This is not to discount his truly profound learning and sensitivity to the
Latin language, as well as his tireless work on Lucan (Manilius and Juvenal).
But Lucan has suffered all too many superficial attacks; he awaits a sympathetic
reading.
And Housman's attacks are superficial (as most of Scaliger's were before
him6). The foundation of his arguments rests on one shockingly
simple presumption: the coming civil war between Caesar and Pompey must
have become apparent in Rome on November 28, 50 B.C. by the reformed Julian
calendar, and so all we have to do is reckon where the stars were then (he
does not even specify at what time of day this reckoning was made). First
it has been a matter of much debate (in these very letters) how to accurately
calculate a precise date for something as simple as the day Pompey left
Rome. How can Housman possibly calculate the day a rumor arrived? Second,
why did Nigidius have to take his reading of the sky on the day that the
rumor of Caesar's approach arrived? He could have made his horoscope anywhere
from the time when civil war seemed possible, let's say early in the Roman
year 51, to the time when his prophecy was fulfilled that war would bring
a dominus or emperor, let's say 46 B.C. To choose one day almost
randomly from this stretch of years is the act of an umsympathetic reader.
Therefore, he bases the majority of his attacks on the horoscope of November
28. In particular he states that Lucan "is very unlucky, for the u{ywma
(or exaltation) of Saturn is 21o of Libra, and he was almost exactly on
that spot." That is to say: Lucan stated, contrary to fact, that if
Saturn were in his house the world would be flooded, and Saturn was in his
exaltation on November 28, so the world would have been flooded.7
Needless to say Saturn was not in his house a week later or a week earlier,
when Nigidius may just as well have been consulting the stars. Likewise,
Housman asserts that Mars was not in Scorpio, but the critic was not lucky
enough in his choice of days to disclude Mercury from a stationary position.8
Besides this curious methodology, Housman applied several innaccuracies
to his analysis. First his interpretation of Lucan's in alto occasu
(Jupiter): "The only natural or even possible sense of these words
is that Jupiter was some distance below the western horizon." Why then
does Kepler come up with a number of possible interpretations of this phrase
(including an interesting emendation occursu)? The phrase could easily
be translated into the modern astrological term "descendant,"
which conveys any number of astronomical possiblities. Granted that the
phrase is not precise or susceptible of an easy interpretation, the proper
reaction should not be to create a simple and incorrect interpretation.
Second Housman's judgment: "If he was (under the horizon), it did not
necessarily affect his potency; and moreover it was Figulus' own fault:
he had put him there himself. The position of a planet in relation to the
horizon depends entirely on the hour of the day which you select for making
your observations." This is a curious statement since astrology almost
always requires the precise moment of observation. Figulus did not put Jupiter
anywhere. He found the planet where it was when he cast his horoscope. Housman
goes on to assert that alto occasu could not mean the tapeivnwma
or house of debilitation (why not?), but that even if it did, Jupiter was
in Leo, on November 28, 50 B.C.

**Entries provided:**
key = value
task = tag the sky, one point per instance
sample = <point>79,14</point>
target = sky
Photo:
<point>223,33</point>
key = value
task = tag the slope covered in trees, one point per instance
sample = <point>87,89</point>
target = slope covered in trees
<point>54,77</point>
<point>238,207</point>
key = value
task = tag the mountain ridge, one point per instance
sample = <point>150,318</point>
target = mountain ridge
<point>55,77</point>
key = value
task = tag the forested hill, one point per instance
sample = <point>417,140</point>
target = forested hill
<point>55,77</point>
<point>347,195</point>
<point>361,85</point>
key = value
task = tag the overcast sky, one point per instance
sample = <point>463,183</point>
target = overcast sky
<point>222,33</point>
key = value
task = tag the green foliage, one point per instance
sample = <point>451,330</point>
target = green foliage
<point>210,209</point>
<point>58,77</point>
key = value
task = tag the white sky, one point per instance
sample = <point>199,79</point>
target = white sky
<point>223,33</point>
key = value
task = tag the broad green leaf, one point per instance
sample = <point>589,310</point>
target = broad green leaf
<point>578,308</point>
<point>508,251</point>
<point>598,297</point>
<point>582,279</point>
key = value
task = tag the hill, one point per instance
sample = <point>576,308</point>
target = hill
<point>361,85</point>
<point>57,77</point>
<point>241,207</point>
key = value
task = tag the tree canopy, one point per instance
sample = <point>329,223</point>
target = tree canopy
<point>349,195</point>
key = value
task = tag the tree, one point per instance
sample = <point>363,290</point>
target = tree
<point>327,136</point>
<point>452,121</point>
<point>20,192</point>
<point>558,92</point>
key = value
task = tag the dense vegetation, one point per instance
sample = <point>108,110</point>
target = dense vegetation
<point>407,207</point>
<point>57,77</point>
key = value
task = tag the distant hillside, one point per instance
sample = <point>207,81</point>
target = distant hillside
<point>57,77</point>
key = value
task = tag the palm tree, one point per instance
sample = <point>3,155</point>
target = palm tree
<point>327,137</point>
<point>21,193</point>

**The task:** Name every planet mentioned in the passage on Housman's reading of Lucan.

**Correct answer:** Saturn, Mars, Mercury, Jupiter